• **Task prompt**: Please copy out the entries below word for word, including every line of each entry, and leave out the pictures.

• **Exercise material**:
·····

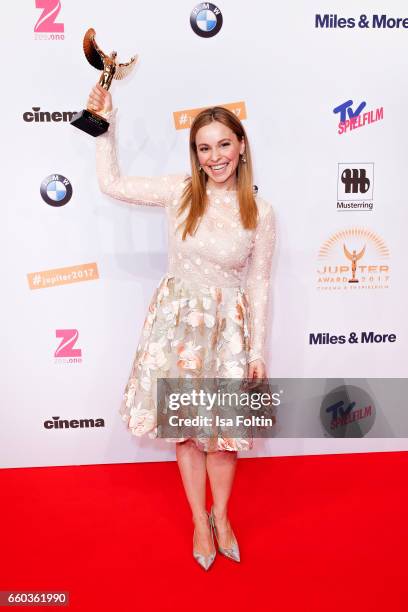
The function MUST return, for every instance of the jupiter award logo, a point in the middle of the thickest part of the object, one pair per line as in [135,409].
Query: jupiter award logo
[353,259]
[206,19]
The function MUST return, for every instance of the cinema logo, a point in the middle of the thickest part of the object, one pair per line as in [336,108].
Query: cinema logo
[65,353]
[46,27]
[353,259]
[36,115]
[355,186]
[58,423]
[184,118]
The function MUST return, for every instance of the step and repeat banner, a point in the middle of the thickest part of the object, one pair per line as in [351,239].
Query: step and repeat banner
[322,90]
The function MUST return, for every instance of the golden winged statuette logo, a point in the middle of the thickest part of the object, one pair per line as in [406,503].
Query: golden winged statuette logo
[354,257]
[87,120]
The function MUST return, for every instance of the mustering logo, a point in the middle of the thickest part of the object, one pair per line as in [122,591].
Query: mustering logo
[206,19]
[351,119]
[46,28]
[65,353]
[35,115]
[354,258]
[56,190]
[355,186]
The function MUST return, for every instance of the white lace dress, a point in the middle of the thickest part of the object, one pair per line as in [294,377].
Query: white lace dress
[208,315]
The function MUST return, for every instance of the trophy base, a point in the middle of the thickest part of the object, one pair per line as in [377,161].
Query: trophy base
[88,122]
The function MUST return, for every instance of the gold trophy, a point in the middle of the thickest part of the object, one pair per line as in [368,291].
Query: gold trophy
[354,257]
[88,120]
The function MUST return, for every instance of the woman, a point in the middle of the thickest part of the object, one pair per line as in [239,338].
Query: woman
[201,322]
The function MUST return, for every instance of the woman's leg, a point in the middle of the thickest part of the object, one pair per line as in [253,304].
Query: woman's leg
[221,467]
[191,462]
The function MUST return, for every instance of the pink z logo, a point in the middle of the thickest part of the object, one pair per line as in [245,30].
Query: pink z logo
[46,21]
[69,337]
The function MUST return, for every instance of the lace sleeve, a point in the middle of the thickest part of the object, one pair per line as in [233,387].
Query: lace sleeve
[152,190]
[258,281]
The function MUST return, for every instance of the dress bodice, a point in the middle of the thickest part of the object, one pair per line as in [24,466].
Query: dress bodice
[221,253]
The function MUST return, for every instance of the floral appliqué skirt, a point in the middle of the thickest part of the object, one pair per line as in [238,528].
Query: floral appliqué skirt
[190,331]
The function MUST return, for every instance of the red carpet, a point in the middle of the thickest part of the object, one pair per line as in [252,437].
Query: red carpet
[320,533]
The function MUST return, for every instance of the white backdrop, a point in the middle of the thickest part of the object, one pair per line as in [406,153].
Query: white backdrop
[290,75]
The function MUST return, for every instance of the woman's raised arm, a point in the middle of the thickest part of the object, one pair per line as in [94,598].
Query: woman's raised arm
[152,190]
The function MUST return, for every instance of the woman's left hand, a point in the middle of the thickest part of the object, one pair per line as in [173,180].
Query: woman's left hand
[257,369]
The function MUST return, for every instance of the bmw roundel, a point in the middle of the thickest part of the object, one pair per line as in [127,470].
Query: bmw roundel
[206,19]
[56,190]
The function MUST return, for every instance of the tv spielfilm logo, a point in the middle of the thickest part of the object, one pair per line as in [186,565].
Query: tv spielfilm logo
[355,186]
[347,411]
[351,259]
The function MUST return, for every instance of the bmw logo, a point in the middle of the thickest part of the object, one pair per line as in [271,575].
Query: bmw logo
[206,19]
[56,190]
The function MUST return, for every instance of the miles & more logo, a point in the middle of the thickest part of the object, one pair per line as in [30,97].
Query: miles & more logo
[352,259]
[375,22]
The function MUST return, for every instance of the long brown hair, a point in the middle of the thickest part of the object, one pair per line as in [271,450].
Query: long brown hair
[194,197]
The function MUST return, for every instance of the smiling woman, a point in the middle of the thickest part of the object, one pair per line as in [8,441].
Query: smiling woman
[207,317]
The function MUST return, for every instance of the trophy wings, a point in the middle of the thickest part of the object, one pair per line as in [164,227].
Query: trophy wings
[122,70]
[93,53]
[97,58]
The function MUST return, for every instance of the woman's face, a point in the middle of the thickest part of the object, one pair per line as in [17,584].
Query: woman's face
[218,151]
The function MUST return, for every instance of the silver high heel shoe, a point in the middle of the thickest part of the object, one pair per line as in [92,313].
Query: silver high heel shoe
[205,560]
[231,553]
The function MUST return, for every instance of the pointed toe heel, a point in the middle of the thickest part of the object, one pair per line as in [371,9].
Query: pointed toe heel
[205,561]
[231,552]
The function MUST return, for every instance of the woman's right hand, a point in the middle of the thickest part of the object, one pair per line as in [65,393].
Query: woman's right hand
[99,100]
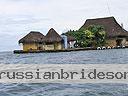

·····

• **Solution below**:
The function MUST return, for every instance of the jupiter award logo, a point in the middle of the thickest part of the object, one pair per line as in [135,409].
Query: jupiter award logo
[353,259]
[206,19]
The function MUST return, for every instance of the cinema logo, a point in the middle of the thickest part of the object, one pair per line as in [336,108].
Query: cinema logo
[65,353]
[46,27]
[353,259]
[36,115]
[355,186]
[58,423]
[184,118]
The function MUST return, for every instance of the step and repeat banner, a point in the middle of the thickest part of the object, one pair per line as in [351,239].
Query: step and repeat banner
[322,90]
The function MUST return, for every instance of the golden winged statuette logo, a point in the middle of the thickest part of the object, one pair per line as in [406,503].
Query: golden winged statuette logo
[354,257]
[87,120]
The function MUST return, for every instance of the mustering logo, a point in the middle of the thickest part of the object, one pair per line as in [122,591].
Query: mustering logo
[206,19]
[351,119]
[46,28]
[65,353]
[35,115]
[354,258]
[56,190]
[355,186]
The function MUST return, for every instance of the white lace dress, a point in the middle of the thickest part of the object, one pair per line as in [294,377].
Query: white lace dress
[208,315]
The function MUST return, for every instance of the trophy base, a point in the middle of the thickest part of the object, one pair per line as in [377,161].
Query: trophy base
[88,122]
The function MUST return, for every instance of the gold trophy, a point in the middle of the thickest part of the object, one pair per line as in [368,291].
Query: gold trophy
[354,257]
[88,120]
The function MUST return, for every instance of the woman, a point in the middle of the thickest part of the object, one pair per line as in [239,338].
Query: woman
[201,322]
The function MUST return, for every instance of the woman's leg, a point in the middle of the thickest part of the object, one pair per line as in [253,304].
Query: woman's leg
[221,467]
[191,462]
The function MUST return, for every instance of the pink z logo, a point in the middle of the thickest part of the object, one pair per line as in [245,30].
Query: pink z logo
[46,21]
[69,337]
The function MUST return, for every instance of the lace sleeve, a point in the middle of the thickest part of the object, one pair per line as in [233,387].
Query: lace sleeve
[152,190]
[258,281]
The function MUST return, for every instance of the dress bodice, a point in the middle of the thickest part of the object, one pair per line as in [24,466].
Query: dress bodice
[221,253]
The function MUST return, for every instance of the floral appliqué skirt, a point in the middle of the thickest part of the object, one pair per line as in [238,528].
Query: floral appliqué skirt
[190,331]
The function MUST return, for every instance of the red carpet, a point in the middle of the thickest part of the object, one pair per line as in [252,437].
Query: red carpet
[320,533]
The function MUST return, for every instance of the white backdrop, a point in the middle of the thickest part of the object, one pair per line as in [406,153].
Query: white backdrop
[290,75]
The function MUST return, for every instance of the woman's raised arm, a point in the middle of the thickest part of the object, one pair per line as in [94,598].
Query: woman's raised arm
[152,190]
The function MUST return, for every instance of the woman's left hand, a point in the middle of the thickest part of the object, one pair per line as in [173,180].
Query: woman's left hand
[257,369]
The function MUST return, for every instance of the bmw roundel, a point in the middle of the thickest part of the object, one pair per line as in [127,470].
Query: bmw roundel
[206,19]
[56,190]
The function MUST return, for every instance of the tv spielfilm logo, a point in the middle of the thickest part of the object, one pair per line as in [186,565].
Query: tv spielfilm logo
[355,186]
[347,411]
[351,259]
The function MUST return, for every instance of the bmw logo, a point in the middle of the thickest part of the object, one pair per line as in [271,575].
Query: bmw logo
[206,19]
[56,190]
The function MUST return, for every instance of the miles & more logo, a point in the middle of the thickest part of the object, one pair per line as in [30,97].
Query: miles & more logo
[352,259]
[375,22]
The function MUST return, for every instance of the long brown hair, a point in the middle of the thickest part of the object, one pair per line as in [271,450].
Query: long brown hair
[194,197]
The function MUST return, for every instance of the smiling woman, a point in the middle of the thickest part of the object, one pair per line as in [8,441].
Query: smiling woman
[207,317]
The function MUST return, for every instance of the trophy wings, a point in the middle of the thickest part of the object, one pair per line as in [164,227].
Query: trophy wings
[122,70]
[93,53]
[97,58]
The function MUST return, for every instance of the woman's face, a point in the middle of the thickest part of the object, one pair per line as in [17,584].
Query: woman's face
[218,151]
The function MUST return, for every instance of the silver high heel shoe, a point in the middle of the thickest part of the object, one pair per line as in [92,313].
Query: silver high heel shoe
[205,560]
[231,553]
The function MUST return, for every instance of the pointed toe heel, a point in the middle of the thickest part of the object, one pair per line as in [371,9].
Query: pointed toe heel
[205,561]
[231,552]
The function MUST return, for every instance of the woman's right hand, a point in the middle of the thickest part of the object, one pair per line as in [65,393].
Query: woman's right hand
[99,100]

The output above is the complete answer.